▶ _Source document_
Author Who Once Embraced Homosexuality Explains Why He No Longer Calls Himself 'Gay' (Interview)
Mattson had a "very big wake-up moment" of his own with some of those dangers, an experience which ultimately made him realize he couldn't continue living as a homosexual.
One night when he was with a sexual partner "we were having 'safer' sex," he recalled.
But when they completed the act there was blood from his partner's body on the condom.
"That was a wake-up call to say, 'I am not [loving him], we are not loving each other, if this is potentially what happens,'" he said. He believed that wake-up call was, in fact, from God.
The human body is just not designed for it, he stressed.
Lest anyone think Mattson is some far-right, fear-mongering fundamentalist, the author points out that today even secular publications that lean left politically are highlighting some of these concerns. In March, The Huffington Post published a lengthy article titled "The Epidemic of Gay Loneliness," describing the relational dysfunction, the physical and psychological dangers of risky sex many homosexual men engage in, and the high rates of depression, mental illness, and drug use among them.
In part four of Why I Don't Call Myself Gay, Mattson includes a chapter titled "Jesus Is Our Holiness."
Christ is our model for everything and that includes how to have healthy friendships with men, Mattson explained, noting how the Gospels record that John the beloved disciple laid his head on Jesus' chest.

▶ _Data block_
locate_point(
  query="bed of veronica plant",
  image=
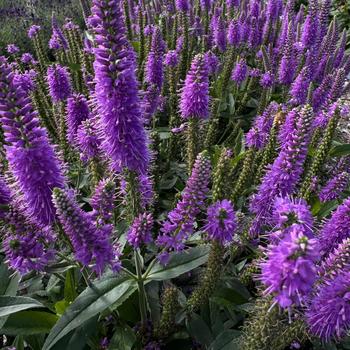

▶ _To be done_
A. Repeat everything in the interview from "Author Who Once" down to "it, he stressed.".
B. Answer these questions from the interview:
(i) What was the title of the article The Huffington Post published in March?
(ii) In which part of Why I Don't Call Myself Gay does the chapter "Jesus Is Our Holiness" appear?
(iii) Which disciple do the Gospels record as laying his head on Jesus' chest?

▶ _Set of answers_
A.
Author Who Once Embraced Homosexuality Explains Why He No Longer Calls Himself 'Gay' (Interview)
Mattson had a "very big wake-up moment" of his own with some of those dangers, an experience which ultimately made him realize he couldn't continue living as a homosexual.
One night when he was with a sexual partner "we were having 'safer' sex," he recalled.
But when they completed the act there was blood from his partner's body on the condom.
"That was a wake-up call to say, 'I am not [loving him], we are not loving each other, if this is potentially what happens,'" he said. He believed that wake-up call was, in fact, from God.
The human body is just not designed for it, he stressed.

B.
(i) "The Epidemic of Gay Loneliness"
(ii) Part four
(iii) John the beloved disciple